◆ **Instrucciones**
(1) En el texto sobre el Ejército argentino, según la leyenda del viejo Miseria, ¿qué cosas no harían falta? Enumera todas junto con el motivo que se da para cada una.
(2) Responde estas preguntas con datos del texto sobre el Ejército argentino:
(a) ¿Qué le reclamó el Fondo Monetario al jefe de Estado que se disfrazaba de Facundo?
(b) ¿Adónde terminó fugándose Suárez Mason?
(c) ¿Qué marcha se escuchó gritar mientras se aguantaban las lágrimas de emoción?
(3) Por favor, prosigue el texto sobre el Ejército argentino a partir de su última oración.

◆ **Fragmento**
Lo que pasa es que estamos viviendo tiempos distintos. No tenemos un jefe de Estado que, para fungir de patriota y popular, se disfrazaba de Facundo, hasta que el Fondo Monetario le reclamó otro perfil. Tenemos una presidenta que sabe historia, que conoce las luchas de esta Patria y de este pueblo. Que honra, junto al éxodo jujeño y al cruce de los Andes, a la Vuelta de Obligado que enorgulleciera a San Martín. Que no es antimilitarista, como no lo era Jauretche, como no lo era Perón, que no en vano se había formado en el Ejército. Es que ella sabe, como dijera alguna vez John William Cooke, que un Ejército no es mejor ni peor que los hombres que lo componen. No fue lo mismo el Ejército de San Martín que el del ejecutor de Dorrego, gobernante legítimo de Buenos Aires, llamado despectivamente por los mediocres padrecito de los pobres. No se puede comparar a Mosconi o a Savio con Aramburu, que dormía la siesta mientras se fusilaba a argentinos, o Suárez Mason, cuyas manos manchadas de sangre no hicieron asco a los buenos negocios, como el vaciamiento de YPF, y terminó fugándose a Estados Unidos para escapar a un justo castigo. Fueron hombres como estos los que convirtieron a quienes debían defender la Soberanía en encapuchados y secuestradores, provocando a las Fuerzas Armadas una derrota mucho más grave que Vilcapugio o la caída de Puerto Argentino.

Nosotros también escuchamos, aguantando las lágrimas de emoción, gritar la marcha de San Lorenzo. Como cuando éramos chicos. Y no nos espanta definir a los uniformados como brazo armado de la Nación, como hemos escuchado a algún filósofo bien intencionado en la televisión de Yrigoyen, como nos divierte llamar a los programas que se escapan de la Cadena Oficial de la Antipatria. Si se hubiera cumplido la leyenda del viejo Miseria, que había encerrado en una bolsita a todos los diablos, no harían falta ejércitos, por que no habría guerras. Pero tampoco –como en la leyenda- abogados, porque no habría pleitos, ni policías, porque no habría delitos, ni médicos, porque no habría enfermedades.

◆ **Registros**
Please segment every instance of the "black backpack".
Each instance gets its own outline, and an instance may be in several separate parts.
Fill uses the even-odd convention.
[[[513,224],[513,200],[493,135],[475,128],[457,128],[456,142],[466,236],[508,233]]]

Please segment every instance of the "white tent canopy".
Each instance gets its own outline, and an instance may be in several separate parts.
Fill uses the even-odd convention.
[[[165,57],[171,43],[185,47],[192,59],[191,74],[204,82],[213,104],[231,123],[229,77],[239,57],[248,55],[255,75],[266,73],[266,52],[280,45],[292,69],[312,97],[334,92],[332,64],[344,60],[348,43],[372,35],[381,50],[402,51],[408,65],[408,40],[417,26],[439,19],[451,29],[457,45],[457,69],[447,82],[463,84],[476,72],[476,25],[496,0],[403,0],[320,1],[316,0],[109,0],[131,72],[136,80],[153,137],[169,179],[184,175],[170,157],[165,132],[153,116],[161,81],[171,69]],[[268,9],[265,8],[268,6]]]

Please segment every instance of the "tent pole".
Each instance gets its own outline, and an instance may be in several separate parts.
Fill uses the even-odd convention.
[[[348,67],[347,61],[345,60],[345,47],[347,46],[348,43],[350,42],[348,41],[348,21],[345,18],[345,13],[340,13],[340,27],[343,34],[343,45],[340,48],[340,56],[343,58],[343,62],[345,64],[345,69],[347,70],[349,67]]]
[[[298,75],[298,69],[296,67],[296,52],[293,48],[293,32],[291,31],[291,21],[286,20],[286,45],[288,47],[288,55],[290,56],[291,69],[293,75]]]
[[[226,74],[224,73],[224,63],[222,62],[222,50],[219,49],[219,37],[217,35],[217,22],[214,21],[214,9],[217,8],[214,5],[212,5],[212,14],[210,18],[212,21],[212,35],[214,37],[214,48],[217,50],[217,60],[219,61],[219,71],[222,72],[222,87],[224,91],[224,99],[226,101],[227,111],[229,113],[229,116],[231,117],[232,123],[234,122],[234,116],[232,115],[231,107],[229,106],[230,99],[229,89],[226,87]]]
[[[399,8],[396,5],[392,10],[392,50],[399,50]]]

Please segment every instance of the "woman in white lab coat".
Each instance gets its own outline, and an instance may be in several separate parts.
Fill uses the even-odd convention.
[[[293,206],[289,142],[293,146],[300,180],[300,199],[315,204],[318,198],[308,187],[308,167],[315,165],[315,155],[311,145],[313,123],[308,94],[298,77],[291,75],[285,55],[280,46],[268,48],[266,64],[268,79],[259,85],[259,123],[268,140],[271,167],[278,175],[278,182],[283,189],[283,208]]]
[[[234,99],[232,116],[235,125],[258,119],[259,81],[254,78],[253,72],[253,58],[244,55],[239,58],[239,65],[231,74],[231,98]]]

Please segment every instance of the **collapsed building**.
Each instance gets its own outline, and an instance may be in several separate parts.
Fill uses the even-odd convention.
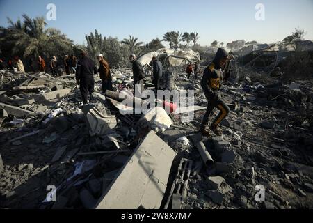
[[[94,100],[85,106],[74,75],[1,71],[0,206],[312,208],[312,81],[236,70],[241,78],[222,91],[231,109],[223,136],[207,138],[198,129],[207,100],[200,80],[185,75],[198,54],[143,55],[146,89],[153,88],[154,56],[166,68],[162,88],[194,91],[194,105],[176,109],[169,99],[146,114],[123,113],[145,103],[132,95],[127,68],[111,70],[115,91],[105,94],[97,77]],[[135,106],[122,103],[120,93]],[[193,118],[182,121],[191,112]],[[265,201],[255,199],[259,185]]]

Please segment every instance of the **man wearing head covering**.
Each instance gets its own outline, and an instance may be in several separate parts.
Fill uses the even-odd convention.
[[[52,76],[56,76],[58,73],[56,70],[57,66],[58,66],[58,60],[56,59],[56,57],[54,56],[50,61],[50,70]]]
[[[218,93],[218,90],[222,86],[220,82],[223,77],[220,70],[228,59],[228,54],[226,51],[222,48],[218,48],[213,62],[205,68],[202,79],[201,79],[201,86],[208,100],[207,112],[204,114],[200,126],[200,132],[204,136],[210,136],[210,134],[205,128],[209,122],[209,117],[212,114],[215,107],[218,109],[220,112],[213,123],[210,125],[210,129],[216,135],[222,135],[222,131],[218,128],[218,125],[230,112],[228,106],[222,100]]]
[[[90,99],[93,98],[93,92],[95,89],[95,79],[93,75],[97,74],[95,63],[87,56],[87,53],[81,53],[81,59],[77,62],[76,70],[76,82],[79,84],[81,98],[84,105],[88,104],[88,93]]]
[[[46,63],[45,60],[40,56],[38,56],[38,65],[39,65],[39,71],[45,72],[46,70]]]
[[[64,59],[63,59],[63,63],[64,63],[64,68],[65,69],[65,73],[67,75],[70,75],[70,66],[69,66],[69,58],[68,58],[68,55],[65,55],[64,56]]]
[[[153,66],[153,80],[152,83],[154,84],[155,92],[157,93],[158,90],[160,89],[160,79],[163,75],[162,63],[155,56],[152,57],[152,66]]]
[[[23,62],[21,61],[21,59],[19,59],[17,56],[15,56],[14,60],[15,61],[15,63],[16,63],[16,65],[17,67],[17,71],[25,72],[25,70],[24,68],[24,64],[23,64]]]
[[[106,90],[113,91],[110,66],[108,62],[103,58],[102,54],[99,54],[97,58],[98,59],[99,63],[100,63],[98,72],[100,74],[100,79],[102,81],[102,93],[105,93]]]
[[[140,98],[144,90],[143,78],[145,78],[145,72],[141,63],[137,60],[135,54],[133,54],[129,56],[129,61],[132,63],[135,95]]]

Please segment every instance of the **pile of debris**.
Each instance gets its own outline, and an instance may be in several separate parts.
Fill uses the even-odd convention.
[[[112,70],[115,91],[105,95],[97,77],[84,106],[74,75],[6,72],[1,207],[312,208],[313,83],[239,71],[239,82],[222,90],[231,109],[223,136],[211,138],[198,131],[207,104],[200,79],[186,80],[181,66],[166,69],[161,86],[193,90],[195,105],[156,100],[143,114],[136,112],[145,101],[132,95],[129,69]],[[149,75],[145,84],[154,87]],[[182,121],[190,112],[193,118]],[[265,190],[265,201],[256,199],[256,188]]]

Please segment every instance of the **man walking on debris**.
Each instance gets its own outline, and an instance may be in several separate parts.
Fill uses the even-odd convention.
[[[38,65],[39,65],[39,71],[45,72],[46,69],[46,63],[45,63],[45,60],[40,56],[38,56]]]
[[[88,104],[88,93],[90,100],[93,98],[92,93],[95,88],[95,79],[93,75],[97,74],[95,63],[87,56],[86,52],[81,53],[81,59],[77,63],[76,70],[76,82],[79,84],[81,98],[83,105]]]
[[[162,77],[163,67],[162,63],[155,56],[152,57],[152,66],[153,66],[153,81],[154,84],[155,93],[157,94],[158,90],[160,89],[160,79]]]
[[[199,66],[197,62],[195,63],[195,68],[193,72],[195,72],[195,79],[197,79],[197,75],[199,72]]]
[[[25,69],[24,68],[23,62],[17,56],[14,57],[14,61],[16,63],[17,71],[25,72]]]
[[[229,60],[227,60],[224,66],[223,81],[227,82],[227,79],[230,77],[230,72],[232,71],[232,59],[234,59],[232,52],[230,52]]]
[[[99,54],[97,57],[100,63],[99,73],[100,74],[100,79],[102,81],[102,93],[105,93],[106,90],[113,91],[110,66],[108,62],[103,58],[102,54]]]
[[[68,62],[69,62],[69,59],[68,59],[68,55],[65,55],[64,56],[64,68],[65,69],[65,73],[67,75],[70,75],[70,66],[68,65]]]
[[[135,54],[129,56],[129,61],[131,62],[134,75],[134,85],[135,86],[135,95],[141,95],[143,91],[143,78],[145,72],[141,63],[137,60]]]
[[[203,117],[200,126],[200,132],[204,136],[210,136],[209,132],[207,131],[205,128],[209,122],[209,117],[211,115],[215,107],[218,109],[220,112],[211,125],[210,129],[216,135],[222,135],[222,131],[218,128],[218,124],[230,112],[230,108],[224,102],[218,93],[218,91],[221,88],[220,82],[223,79],[220,69],[225,66],[228,59],[228,54],[226,51],[222,48],[218,48],[213,62],[205,68],[202,79],[201,79],[201,86],[208,100],[207,112]]]
[[[56,59],[56,57],[54,56],[50,61],[50,69],[52,76],[57,75],[58,73],[56,70],[57,65],[58,65],[58,60]]]
[[[190,75],[193,72],[193,65],[191,63],[189,63],[189,64],[187,66],[186,72],[187,73],[187,78],[188,78],[188,79],[189,79]]]

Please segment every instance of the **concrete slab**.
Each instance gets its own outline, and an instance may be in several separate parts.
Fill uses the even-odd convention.
[[[18,118],[25,118],[29,116],[33,116],[35,114],[35,112],[21,109],[18,107],[12,106],[3,103],[0,103],[0,108],[2,108],[3,110],[8,114],[11,114]]]
[[[154,132],[150,132],[95,208],[159,208],[175,155]]]

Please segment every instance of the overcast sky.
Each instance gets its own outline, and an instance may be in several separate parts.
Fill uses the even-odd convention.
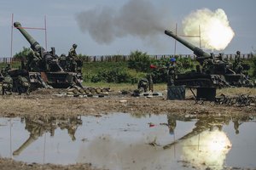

◆ **Respuestas**
(1)
- Ejércitos, porque no habría guerras.
- Abogados, porque no habría pleitos.
- Policías, porque no habría delitos.
- Médicos, porque no habría enfermedades.

(2)
(a) Otro perfil.
(b) A Estados Unidos.
(c) La marcha de San Lorenzo.

(3)
Pero resulta que los diablos andan sueltos, y hay guerras, pleitos, delincuentes y enfermedades. Y, sobre todo los países pequeños, aunque estén creciendo con la integración continental, deben tener instrumentos para defenderse. Porque a los imperios les sobran. Es cierto, como decía Scalabrini Ortiz, que el nacionalismo es peligroso. Pero, como don Raúl decía, el peligroso es el nacionalismo de los conquistadores. Los países chicos, las semicolonias, necesitan de un fuerte nacionalismo –que no es el patrioterismo vacío de los militares de cartón- para defender su identidad y su independencia. Por muchos años se consideraron hipótesis de guerra los posibles conflictos con el Brasil o con Chile, y nunca se preparó una posible guerra contra el Imperio Británico, al que teníamos instalado en nuestro territorio. Y cuando la irresponsabilidad de tres dictadores nos llevó a esa guerra, supimos que no la habíamos previsto.

En fin. Del Cabildo Abierto del 22 de Mayo, no escribí nada. Ni del 25, ni de French y Berutti –y Arzac, el hombre más alto de Buenos Aires, que no se enoje si lo omito su descendiente y mi amigo Alberto González, justamente, Arzac- con sus hombres de acción. Que repartían cintas, cuyo color no se recuerda exactamente, pero que andaban calzados y emponchados por si no se cumplía con la voluntad popular.

He preferido hablar de hoy, y soñar el mañana. En la TV de Yrigoyen, Sandra Russo habló de las dos tradiciones populares que, lamentablemente, habían vivido desencontradas por décadas. Mi padre, joven nacionalista en los ’30, se aporreaba con socialistas y comunistas. Hoy, y mañana, tenemos la oportunidad de construir juntos la Argentina. No, como se dice sin pensarlo, que queremos todos, porque no todos queremos una Argentina donde existan la justicia y la democracia. Y unida a sus hermanos con los que no somos iguales –como hiciera notar Cristina Fernández en el salón de los Patriotas, pero que no tenemos destino si no estamos –ya no en el año 2000, si no en el futuro- firmemente unidos.